[Data records]
• • • •

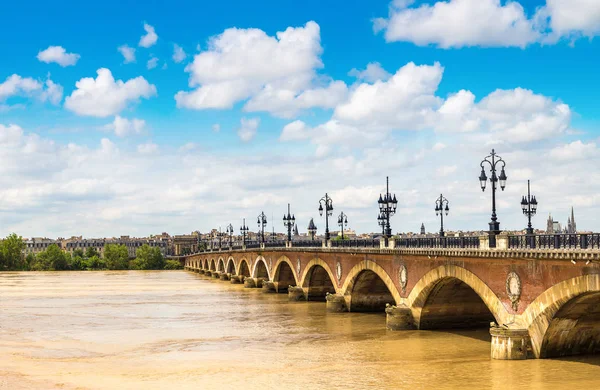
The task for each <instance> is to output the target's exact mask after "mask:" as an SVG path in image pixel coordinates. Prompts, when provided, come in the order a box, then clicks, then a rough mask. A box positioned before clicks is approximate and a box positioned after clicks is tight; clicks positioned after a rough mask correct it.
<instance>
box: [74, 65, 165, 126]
mask: <svg viewBox="0 0 600 390" xmlns="http://www.w3.org/2000/svg"><path fill="white" fill-rule="evenodd" d="M97 74H98V76H97V77H96V79H94V78H92V77H86V78H82V79H81V80H79V81H77V82H76V83H75V87H76V89H75V90H74V91H73V93H71V95H70V96H68V97H67V98H66V99H65V107H66V108H67V109H69V110H71V111H73V112H75V113H76V114H78V115H86V116H95V117H107V116H112V115H116V114H118V113H120V112H121V111H122V110H124V109H125V108H126V107H127V106H128V105H129V104H131V103H135V102H137V101H139V99H141V98H146V99H148V98H150V97H152V96H154V95H156V87H155V86H154V85H152V84H150V83H148V81H146V79H145V78H143V77H142V76H139V77H136V78H134V79H130V80H127V81H126V82H123V81H122V80H116V81H115V79H114V78H113V75H112V73H111V71H110V70H109V69H106V68H101V69H98V71H97Z"/></svg>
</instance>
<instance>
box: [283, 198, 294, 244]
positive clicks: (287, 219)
mask: <svg viewBox="0 0 600 390" xmlns="http://www.w3.org/2000/svg"><path fill="white" fill-rule="evenodd" d="M295 223H296V217H295V216H294V215H293V214H290V204H289V203H288V214H287V215H285V214H283V226H285V227H287V229H288V241H292V228H293V227H294V224H295Z"/></svg>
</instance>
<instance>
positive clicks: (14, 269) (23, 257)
mask: <svg viewBox="0 0 600 390" xmlns="http://www.w3.org/2000/svg"><path fill="white" fill-rule="evenodd" d="M24 250H25V242H23V238H22V237H20V236H17V235H16V234H15V233H12V234H10V235H9V236H8V237H6V238H5V239H4V240H2V243H1V244H0V258H1V262H0V265H1V266H2V267H1V268H4V269H9V270H21V269H25V265H26V263H25V256H24V255H23V251H24Z"/></svg>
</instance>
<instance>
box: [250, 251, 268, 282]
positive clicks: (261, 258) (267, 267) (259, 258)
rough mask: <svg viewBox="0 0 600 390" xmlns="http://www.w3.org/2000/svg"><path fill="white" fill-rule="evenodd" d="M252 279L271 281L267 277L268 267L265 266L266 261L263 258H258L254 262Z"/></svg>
mask: <svg viewBox="0 0 600 390" xmlns="http://www.w3.org/2000/svg"><path fill="white" fill-rule="evenodd" d="M252 277H254V278H264V279H266V280H271V278H270V275H269V267H268V266H267V261H266V260H265V258H264V257H262V256H258V257H257V258H256V260H255V261H254V267H253V268H252Z"/></svg>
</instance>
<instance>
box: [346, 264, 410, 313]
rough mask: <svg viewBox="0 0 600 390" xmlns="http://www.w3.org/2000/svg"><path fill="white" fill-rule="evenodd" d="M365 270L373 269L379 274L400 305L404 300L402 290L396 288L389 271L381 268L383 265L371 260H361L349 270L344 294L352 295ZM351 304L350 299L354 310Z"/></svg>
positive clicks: (389, 291) (346, 294) (388, 289)
mask: <svg viewBox="0 0 600 390" xmlns="http://www.w3.org/2000/svg"><path fill="white" fill-rule="evenodd" d="M365 271H371V272H373V273H374V274H375V275H377V276H378V277H379V279H381V281H382V282H383V283H384V284H385V286H386V287H387V289H388V291H389V292H390V294H391V296H392V298H393V299H394V301H395V304H396V305H398V304H400V302H402V298H401V297H400V292H399V291H398V288H396V285H394V282H393V281H392V278H390V276H389V275H388V273H387V272H386V271H385V270H384V269H383V268H381V266H379V265H378V264H377V263H375V262H374V261H371V260H363V261H361V262H360V263H358V264H356V265H355V266H354V267H352V269H351V270H350V272H348V275H347V276H346V279H345V280H344V284H343V285H342V289H341V291H342V294H344V296H346V297H350V296H352V292H353V290H354V287H355V286H356V284H357V282H359V278H360V277H361V275H364V272H365ZM389 303H394V302H389ZM351 305H352V302H351V301H350V310H352V307H351Z"/></svg>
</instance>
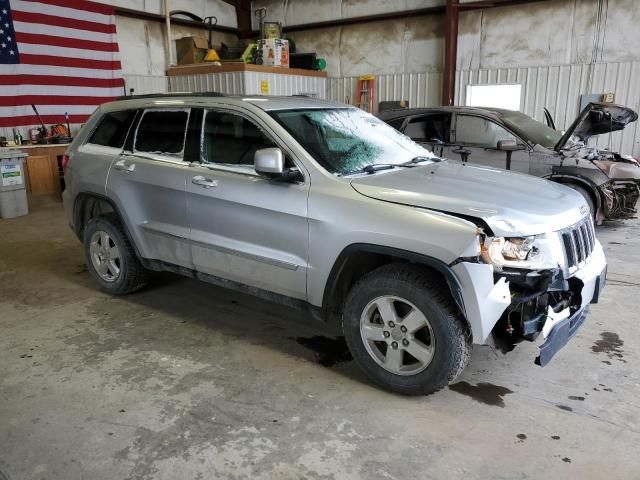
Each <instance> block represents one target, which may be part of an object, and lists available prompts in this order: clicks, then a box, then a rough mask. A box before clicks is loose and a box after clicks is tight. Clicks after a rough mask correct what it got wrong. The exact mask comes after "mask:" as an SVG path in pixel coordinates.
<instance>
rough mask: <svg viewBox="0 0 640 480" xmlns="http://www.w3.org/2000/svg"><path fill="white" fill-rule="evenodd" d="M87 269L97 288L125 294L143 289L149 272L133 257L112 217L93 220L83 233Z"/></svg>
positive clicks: (132, 253) (112, 215) (120, 232)
mask: <svg viewBox="0 0 640 480" xmlns="http://www.w3.org/2000/svg"><path fill="white" fill-rule="evenodd" d="M84 248H85V255H86V259H87V267H88V269H89V271H90V272H91V273H92V274H93V276H94V278H95V279H96V281H97V282H98V285H99V286H100V289H101V290H103V291H105V292H108V293H111V294H114V295H125V294H127V293H132V292H135V291H136V290H140V289H141V288H143V287H144V286H145V285H146V284H147V281H148V278H149V272H148V271H147V270H146V269H145V268H144V267H143V266H142V264H141V263H140V260H138V257H137V256H136V254H135V252H134V250H133V247H132V246H131V243H129V239H128V238H127V236H126V234H125V233H124V230H123V228H122V224H121V223H120V221H119V220H118V217H117V216H116V215H115V214H108V215H104V216H100V217H94V218H92V219H91V220H89V222H88V223H87V226H86V228H85V230H84Z"/></svg>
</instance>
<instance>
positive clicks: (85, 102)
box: [0, 92, 122, 108]
mask: <svg viewBox="0 0 640 480" xmlns="http://www.w3.org/2000/svg"><path fill="white" fill-rule="evenodd" d="M120 93H122V92H120ZM114 98H115V96H114V95H111V96H104V97H89V96H81V97H80V96H71V95H66V96H57V95H16V96H12V95H9V96H0V107H18V106H23V105H36V106H37V105H64V106H69V105H93V107H92V108H95V106H96V105H100V104H101V103H104V102H110V101H111V100H114Z"/></svg>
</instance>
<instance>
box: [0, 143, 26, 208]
mask: <svg viewBox="0 0 640 480" xmlns="http://www.w3.org/2000/svg"><path fill="white" fill-rule="evenodd" d="M26 157H27V154H26V153H23V152H21V151H19V150H8V149H2V148H0V218H14V217H20V216H22V215H26V214H28V213H29V205H28V203H27V190H26V180H25V176H24V159H25V158H26Z"/></svg>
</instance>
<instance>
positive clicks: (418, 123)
mask: <svg viewBox="0 0 640 480" xmlns="http://www.w3.org/2000/svg"><path fill="white" fill-rule="evenodd" d="M450 130H451V114H450V113H437V114H433V115H426V116H424V117H417V118H412V119H411V121H410V122H409V124H408V125H407V126H406V128H405V129H404V134H405V135H406V136H407V137H409V138H411V139H413V140H416V141H418V142H429V143H449V132H450Z"/></svg>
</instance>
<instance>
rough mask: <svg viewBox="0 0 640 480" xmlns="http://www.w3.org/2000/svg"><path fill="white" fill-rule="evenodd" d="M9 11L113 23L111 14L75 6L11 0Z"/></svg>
mask: <svg viewBox="0 0 640 480" xmlns="http://www.w3.org/2000/svg"><path fill="white" fill-rule="evenodd" d="M11 11H13V12H30V13H44V14H46V15H55V16H56V17H62V18H75V19H76V20H86V21H88V22H99V23H103V24H109V23H115V22H114V19H113V18H112V17H111V15H112V14H109V15H104V14H100V13H96V12H88V11H86V10H78V9H76V8H67V7H59V6H57V5H48V4H44V3H39V2H28V1H25V0H11Z"/></svg>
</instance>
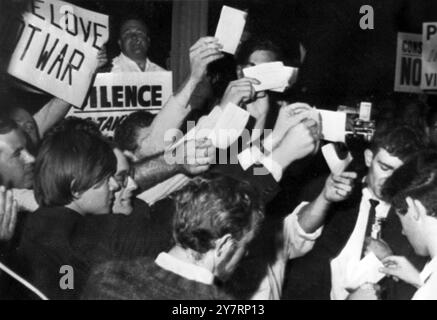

• • • •

Rewrite the data from its start through the line containing "box: [74, 65, 165, 126]", both ends included, swapping "exact" for "precise" and leaving everything else unchanged. Omit the pictures.

The task for each <instance> is to output the target's precise mask after "mask:" as an SVG path in image pixel coordinates. Prompts, when provided, come in the order a box, then clicks, then a rough mask. A box positioned before clicks is approximate and a box positioned after clicks is tight; clicks positioned after a rough mask correct it.
<instance>
box: [74, 65, 165, 126]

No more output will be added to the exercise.